Text provided
Deep learning (DL) has shown remarkable success in various computer vision and natural language processing tasks. However, it suffers from a serious drawback of not explicitly handling real-world uncertainty, constraints and causal relations, which are crucial for deploying robust decision-making systems in practice. To address this, researchers are developing hybrid models by combining DL with probabilistic reasoning techniques, eg. random sum-product networks
, probabilistic logic neural networks, etc.
To ease the development of such hybrid models, several software frameworks like Pyro, DeepProbLog, etc. have been developed. However, deploying these hybrid models in real applications raises demands of adequate throughput, latency, energy consumption, etc. While several efficient hardware platforms have been developed for DL, probabilistic reasoning kernels are still implemented on general-purpose CPUs which is energy-inefficient. To address this, we propose a customized processor architecture that efficiently accelerates probabilistic reasoning workloads. Specifically, in this work:
GPU execution bottlenecks are identified by developing a highly-optimized CUDA implementation.
A programmable processor architecture is designed to alleviate these bottlenecks.
Experiments are performed to validate the performance improvement over a suite of benchmarks.
Ii Probabilistic reasoning compute kernel
As shown in fig. 1, probabilistic reasoning is usually performed with probabilistic program or a probabilistic graphical model. These models can be converted to a tractable representation for efficient inference, called Sum-Product Network (SPN, also known as Arithmetic circuit) [9, 1]. Furthermore, SPNs can also be learned directly from data. SPNs are rooted directed acyclic graphs wherein the internal nodes are either sums or products, and the leaf nodes are probabilistic parameters or data inputs.
On a general-purpose processor, SPN can be implemented as a list of operations (alg. 1
), or as a for loop over a vector (alg.2). This loop formulation already shows that, although SPNs offer parallelism, they inherently consist of scalar operations that consume prior intermediate results via irregular indirect memory accesses. This leads to inefficient parallel execution as will be demonstrated in the next section.
Iii SPNs on CPU and GPU
To evaluate the performance of general-purpose platforms, SPNs are implemented on a CPU and a GPU.
CPU: An Intel core i5-7200 CPU is used to execute SPNs as lists of operations in C (alg. 1), giving the compiler maximal freedom to reorder and parallelize operations. The for-loop implementation (alg. 2) is also evaluated, but it consistently performs slower than alg. 1
GPU: GPU offers parallelism in the form of a single instruction multiple thread (SIMT) mode. Multiple operations of SPNs can be executed in parallel by scheduling on multiple threads. However, the following two problems arise while doing so, due to the irregularity of SPN graphs.

Problem 1
Output the passage on accelerating probabilistic reasoning word for word, between "Ii Probabilistic reasoning" and "or data inputs.", inclusive.

Input
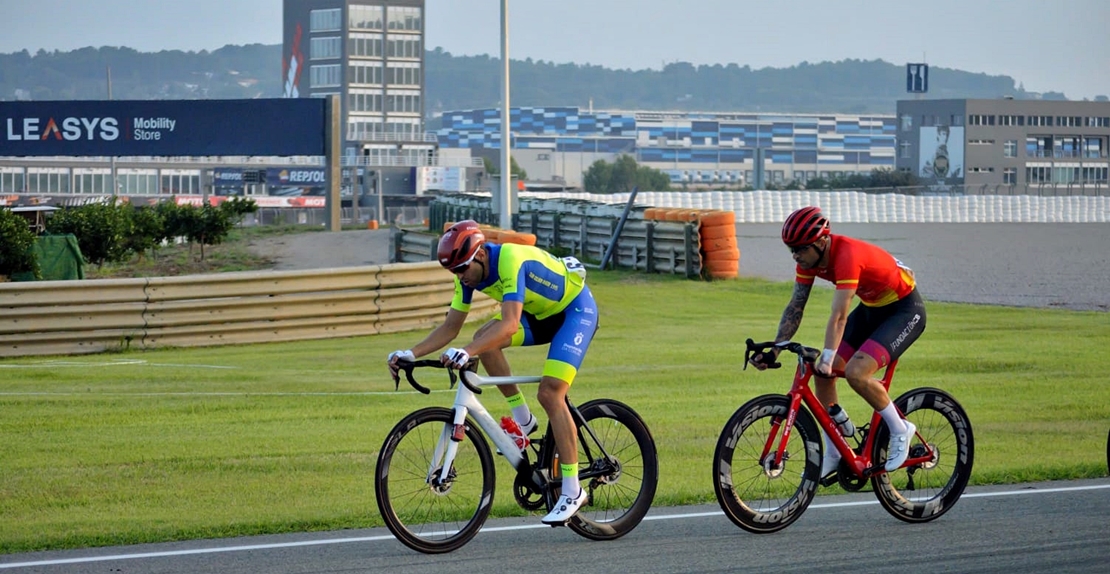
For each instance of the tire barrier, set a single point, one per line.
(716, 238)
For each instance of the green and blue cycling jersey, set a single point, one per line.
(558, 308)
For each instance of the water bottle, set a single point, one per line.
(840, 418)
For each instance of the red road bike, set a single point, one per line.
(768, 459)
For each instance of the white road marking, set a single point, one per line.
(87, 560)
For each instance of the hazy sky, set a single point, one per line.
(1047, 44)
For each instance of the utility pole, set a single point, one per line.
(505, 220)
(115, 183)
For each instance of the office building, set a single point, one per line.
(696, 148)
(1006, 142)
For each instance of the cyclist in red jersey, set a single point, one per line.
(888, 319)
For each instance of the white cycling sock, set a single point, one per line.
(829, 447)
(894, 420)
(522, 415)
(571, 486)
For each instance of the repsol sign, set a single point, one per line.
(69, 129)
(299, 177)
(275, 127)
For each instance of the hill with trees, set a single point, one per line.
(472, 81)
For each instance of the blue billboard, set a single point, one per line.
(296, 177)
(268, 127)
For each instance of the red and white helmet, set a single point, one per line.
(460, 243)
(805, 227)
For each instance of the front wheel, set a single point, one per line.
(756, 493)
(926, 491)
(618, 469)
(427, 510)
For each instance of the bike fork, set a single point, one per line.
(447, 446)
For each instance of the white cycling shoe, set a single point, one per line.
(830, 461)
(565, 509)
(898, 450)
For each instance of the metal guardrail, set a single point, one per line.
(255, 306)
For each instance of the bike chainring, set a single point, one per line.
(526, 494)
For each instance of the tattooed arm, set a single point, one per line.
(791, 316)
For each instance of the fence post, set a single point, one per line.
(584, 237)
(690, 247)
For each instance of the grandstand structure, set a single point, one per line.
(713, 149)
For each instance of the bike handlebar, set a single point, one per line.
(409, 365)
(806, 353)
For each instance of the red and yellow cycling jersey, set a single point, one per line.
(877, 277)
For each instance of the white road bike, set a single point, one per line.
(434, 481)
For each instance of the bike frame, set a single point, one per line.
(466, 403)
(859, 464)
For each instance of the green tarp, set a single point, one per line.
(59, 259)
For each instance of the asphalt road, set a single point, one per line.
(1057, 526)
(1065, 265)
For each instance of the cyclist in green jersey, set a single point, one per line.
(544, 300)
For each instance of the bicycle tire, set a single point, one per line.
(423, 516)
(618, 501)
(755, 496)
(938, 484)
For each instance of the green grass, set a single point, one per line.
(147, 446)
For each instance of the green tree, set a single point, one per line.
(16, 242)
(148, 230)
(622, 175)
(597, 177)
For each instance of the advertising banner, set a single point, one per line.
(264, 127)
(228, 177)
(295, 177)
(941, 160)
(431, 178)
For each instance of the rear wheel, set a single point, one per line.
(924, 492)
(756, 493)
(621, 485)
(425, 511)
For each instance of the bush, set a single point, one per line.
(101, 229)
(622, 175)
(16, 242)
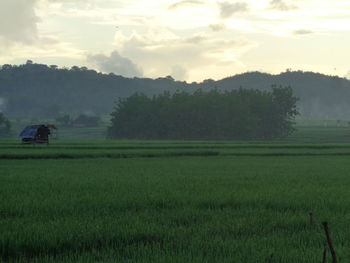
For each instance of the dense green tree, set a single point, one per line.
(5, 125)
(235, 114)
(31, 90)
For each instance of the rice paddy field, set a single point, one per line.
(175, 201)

Problem 2
Edit the entries between the line holding "For each instance of the rice" and the end of the entries, inclusive, replacing "rice paddy field" with "rice terrace" and keeping all else the same.

Complete output 1
Ii Probabilistic reasoning compute kernel
As shown in fig. 1, probabilistic reasoning is usually performed with probabilistic program or a probabilistic graphical model. These models can be converted to a tractable representation for efficient inference, called Sum-Product Network (SPN, also known as Arithmetic circuit) [9, 1]. Furthermore, SPNs can also be learned directly from data. SPNs are rooted directed acyclic graphs wherein the internal nodes are either sums or products, and the leaf nodes are probabilistic parameters or data inputs.

Complete output 2
For each instance of the rice terrace, set a single point, one per line.
(175, 201)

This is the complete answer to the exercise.